Write out all of the lines below word for word, leaving out the pictures.

## Extracted data
>> begin

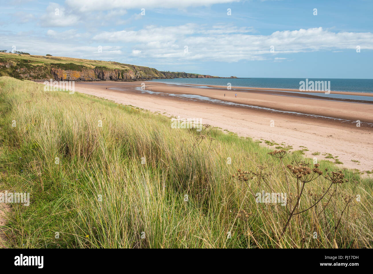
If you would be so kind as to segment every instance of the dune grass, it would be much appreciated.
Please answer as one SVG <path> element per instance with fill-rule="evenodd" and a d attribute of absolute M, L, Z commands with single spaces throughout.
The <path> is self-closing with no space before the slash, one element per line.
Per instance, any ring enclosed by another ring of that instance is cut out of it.
<path fill-rule="evenodd" d="M 30 194 L 2 228 L 9 247 L 372 247 L 372 180 L 352 171 L 76 92 L 0 89 L 0 192 Z M 297 179 L 306 163 L 322 174 Z M 286 206 L 256 203 L 262 191 Z"/>

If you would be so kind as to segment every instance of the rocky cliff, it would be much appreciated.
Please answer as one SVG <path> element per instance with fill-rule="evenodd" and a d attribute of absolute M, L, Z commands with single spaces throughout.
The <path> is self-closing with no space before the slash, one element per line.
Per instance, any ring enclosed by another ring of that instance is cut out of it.
<path fill-rule="evenodd" d="M 28 57 L 25 57 L 25 56 Z M 64 61 L 63 63 L 63 61 Z M 70 61 L 71 63 L 67 63 Z M 0 76 L 30 80 L 138 81 L 173 78 L 220 78 L 115 62 L 0 54 Z"/>

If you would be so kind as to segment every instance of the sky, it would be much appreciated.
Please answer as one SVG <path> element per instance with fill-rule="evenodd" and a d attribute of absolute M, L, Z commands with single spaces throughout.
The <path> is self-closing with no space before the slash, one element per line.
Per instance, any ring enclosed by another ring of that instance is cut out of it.
<path fill-rule="evenodd" d="M 0 50 L 223 77 L 370 79 L 372 11 L 370 0 L 2 0 Z"/>

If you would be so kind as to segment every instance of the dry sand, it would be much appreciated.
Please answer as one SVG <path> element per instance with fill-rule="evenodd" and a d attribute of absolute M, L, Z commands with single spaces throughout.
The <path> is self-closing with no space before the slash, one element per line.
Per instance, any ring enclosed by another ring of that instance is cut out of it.
<path fill-rule="evenodd" d="M 356 168 L 362 171 L 373 169 L 373 128 L 366 124 L 373 123 L 372 103 L 351 102 L 352 101 L 348 100 L 341 102 L 316 99 L 314 97 L 305 94 L 295 95 L 294 93 L 284 92 L 292 90 L 280 89 L 277 89 L 279 91 L 271 92 L 266 90 L 276 89 L 232 87 L 234 90 L 228 90 L 213 88 L 220 87 L 217 86 L 201 88 L 149 81 L 144 83 L 146 90 L 151 89 L 151 92 L 162 93 L 142 92 L 139 90 L 141 85 L 140 82 L 76 82 L 75 88 L 77 92 L 152 112 L 178 115 L 181 118 L 201 118 L 204 124 L 254 140 L 273 141 L 279 144 L 284 143 L 292 146 L 294 150 L 302 149 L 304 148 L 300 146 L 303 146 L 309 150 L 305 152 L 307 156 L 316 157 L 319 160 L 324 159 L 325 156 L 321 154 L 314 156 L 311 153 L 316 152 L 330 153 L 339 156 L 338 159 L 344 164 L 341 165 L 341 167 Z M 110 88 L 112 89 L 109 89 Z M 235 93 L 238 95 L 237 98 L 235 98 Z M 347 93 L 357 93 L 341 94 Z M 338 120 L 193 101 L 170 96 L 168 95 L 169 93 L 201 95 L 232 103 L 322 115 L 350 121 L 342 122 Z M 357 95 L 372 95 L 360 93 Z M 360 127 L 353 123 L 357 120 L 361 122 Z M 270 125 L 272 120 L 274 122 L 274 127 Z M 272 148 L 274 149 L 275 146 Z M 333 159 L 329 160 L 333 161 Z M 360 162 L 353 162 L 352 160 Z"/>

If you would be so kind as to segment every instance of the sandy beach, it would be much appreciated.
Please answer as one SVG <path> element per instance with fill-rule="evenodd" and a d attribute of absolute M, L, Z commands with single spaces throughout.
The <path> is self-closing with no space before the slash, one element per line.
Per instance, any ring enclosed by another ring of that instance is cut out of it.
<path fill-rule="evenodd" d="M 372 101 L 326 99 L 281 89 L 232 87 L 227 90 L 219 86 L 144 83 L 143 90 L 141 82 L 76 82 L 75 88 L 165 115 L 202 119 L 204 123 L 251 137 L 263 145 L 267 140 L 292 146 L 292 150 L 304 147 L 309 150 L 304 151 L 307 156 L 319 160 L 325 159 L 323 154 L 330 153 L 343 163 L 341 167 L 373 169 Z M 347 93 L 373 95 L 342 93 Z M 357 126 L 358 120 L 360 127 Z M 316 152 L 320 154 L 312 155 Z"/>

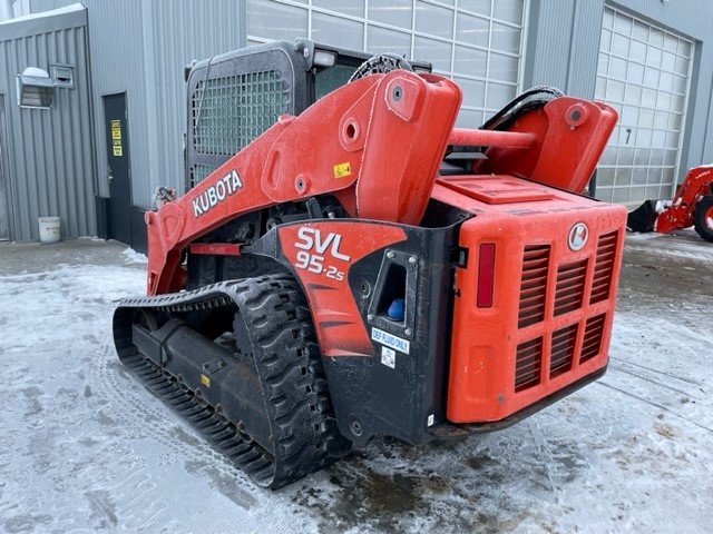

>> end

## Result
If you would be so kind as to segment every instance of the dune grass, it would be much appreciated.
Please answer as one SVG <path> element per instance with fill-rule="evenodd" and a d attribute of absolute M, L, Z commands with single spaces throughout.
The <path> is self-closing with no space before the slash, one element per line.
Per instance, any ring enclosed by another ring of that instance is cut out of it.
<path fill-rule="evenodd" d="M 30 194 L 2 228 L 9 247 L 372 247 L 372 180 L 352 171 L 76 92 L 0 89 L 0 192 Z M 297 179 L 306 163 L 322 174 Z M 286 206 L 256 203 L 262 191 Z"/>

If you would be so kind as to segment every instance of the rocky cliff, it would be much appreciated.
Please answer as one SVG <path> element per instance with fill-rule="evenodd" and a d attribute of absolute M, L, Z commands with single spaces throughout.
The <path> is self-closing with no space before the slash, one element per line.
Per instance, any ring enclosed by another ring of that instance is cut out of it.
<path fill-rule="evenodd" d="M 28 57 L 25 57 L 25 56 Z M 64 61 L 63 63 L 63 61 Z M 70 61 L 71 63 L 67 63 Z M 0 76 L 30 80 L 138 81 L 173 78 L 220 78 L 115 62 L 0 54 Z"/>

If you would be so kind as to segment every instance of the sky, it would be much appreciated.
Please answer as one SVG <path> element per instance with fill-rule="evenodd" and a d attribute of absolute M, L, Z commands with single spaces throughout.
The <path> is self-closing with no space before the slash, one element per line.
Per instance, any ring enclosed by another ring of that instance is cut out of it.
<path fill-rule="evenodd" d="M 0 50 L 223 77 L 370 79 L 372 11 L 370 0 L 2 0 Z"/>

If you would be so kind as to segment every instance of the dry sand, it would be much appreciated.
Please answer as one SVG <path> element per instance with fill-rule="evenodd" and a d attribute of absolute M, L, Z commands with single spaces throughout.
The <path> is self-closing with no space before the slash, one element per line.
Per instance, any ring enclosed by another ring of that instance is cut out of it.
<path fill-rule="evenodd" d="M 356 168 L 362 171 L 373 169 L 373 128 L 366 124 L 373 123 L 372 103 L 351 102 L 352 101 L 348 100 L 341 102 L 316 99 L 314 97 L 305 94 L 295 95 L 294 93 L 284 92 L 292 90 L 280 89 L 277 89 L 279 91 L 271 92 L 266 90 L 276 89 L 232 87 L 234 90 L 228 90 L 213 88 L 220 87 L 217 86 L 201 88 L 149 81 L 144 83 L 146 90 L 151 89 L 151 92 L 162 93 L 142 92 L 139 90 L 141 85 L 140 82 L 76 82 L 75 88 L 77 92 L 152 112 L 178 115 L 181 118 L 201 118 L 204 124 L 254 140 L 273 141 L 279 144 L 284 143 L 292 146 L 294 150 L 302 149 L 304 148 L 300 146 L 303 146 L 309 150 L 305 152 L 307 156 L 316 157 L 319 160 L 324 159 L 325 156 L 321 154 L 314 156 L 311 153 L 316 152 L 330 153 L 339 156 L 338 159 L 344 164 L 341 165 L 341 167 Z M 110 88 L 112 89 L 109 89 Z M 235 93 L 238 95 L 237 98 L 235 98 Z M 347 93 L 357 93 L 341 94 Z M 338 120 L 193 101 L 170 96 L 168 95 L 169 93 L 201 95 L 232 103 L 322 115 L 350 121 L 342 122 Z M 357 95 L 372 95 L 360 93 Z M 360 127 L 353 123 L 357 120 L 361 122 Z M 270 125 L 272 120 L 274 122 L 274 127 Z M 272 148 L 274 149 L 275 146 Z M 333 159 L 329 160 L 333 161 Z M 360 162 L 353 162 L 352 160 Z"/>

If you would be so kind as to segment every instance of the sandy beach, it would be much appreciated.
Please answer as one SVG <path> element per instance with fill-rule="evenodd" and a d attribute of absolute M, L, Z commands with single spaces throughout.
The <path> is self-closing with no space before the slash, one element per line.
Per instance, any ring enclosed by another ring of that instance is cut out of it.
<path fill-rule="evenodd" d="M 372 101 L 326 99 L 281 89 L 232 87 L 227 90 L 219 86 L 144 83 L 143 90 L 141 82 L 76 82 L 75 88 L 165 115 L 202 119 L 204 123 L 251 137 L 263 145 L 267 140 L 292 146 L 292 150 L 304 147 L 309 150 L 304 151 L 307 156 L 319 160 L 325 159 L 323 154 L 330 153 L 343 163 L 341 167 L 373 169 Z M 347 93 L 373 95 L 342 93 Z M 357 126 L 358 120 L 360 127 Z M 316 152 L 320 154 L 312 155 Z"/>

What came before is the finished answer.